>>>
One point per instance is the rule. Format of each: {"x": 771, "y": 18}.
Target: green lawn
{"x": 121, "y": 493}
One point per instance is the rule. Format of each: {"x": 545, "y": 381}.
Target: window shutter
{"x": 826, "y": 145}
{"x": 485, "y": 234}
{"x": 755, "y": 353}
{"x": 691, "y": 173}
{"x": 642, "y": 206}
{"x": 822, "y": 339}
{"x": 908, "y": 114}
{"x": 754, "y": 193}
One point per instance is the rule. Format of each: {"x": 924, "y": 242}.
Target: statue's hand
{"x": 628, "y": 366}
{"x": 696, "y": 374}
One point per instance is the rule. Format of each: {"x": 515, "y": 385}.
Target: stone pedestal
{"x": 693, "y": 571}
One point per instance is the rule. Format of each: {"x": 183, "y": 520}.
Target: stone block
<<<
→ **WHAT THE EXERCISE ASKS**
Reproduce all of the records above, swapping every occurrence of "Target" for "Label" and leaving everything else unchanged.

→ **COMPLETE OUTPUT**
One point per instance is the rule. Format of each: {"x": 771, "y": 18}.
Label: green lawn
{"x": 121, "y": 493}
One point per instance is the rule. Format of each: {"x": 545, "y": 381}.
Label: window shutter
{"x": 826, "y": 145}
{"x": 485, "y": 234}
{"x": 755, "y": 353}
{"x": 691, "y": 173}
{"x": 642, "y": 206}
{"x": 822, "y": 339}
{"x": 908, "y": 114}
{"x": 754, "y": 193}
One point per instance is the rule. Format of each: {"x": 924, "y": 242}.
Label: statue's hand
{"x": 628, "y": 366}
{"x": 696, "y": 374}
One point per instance is the rule. Format of each: {"x": 515, "y": 385}.
Label: stone pedestal
{"x": 693, "y": 571}
One point per instance is the rule. Format of each: {"x": 183, "y": 520}.
Label: stone block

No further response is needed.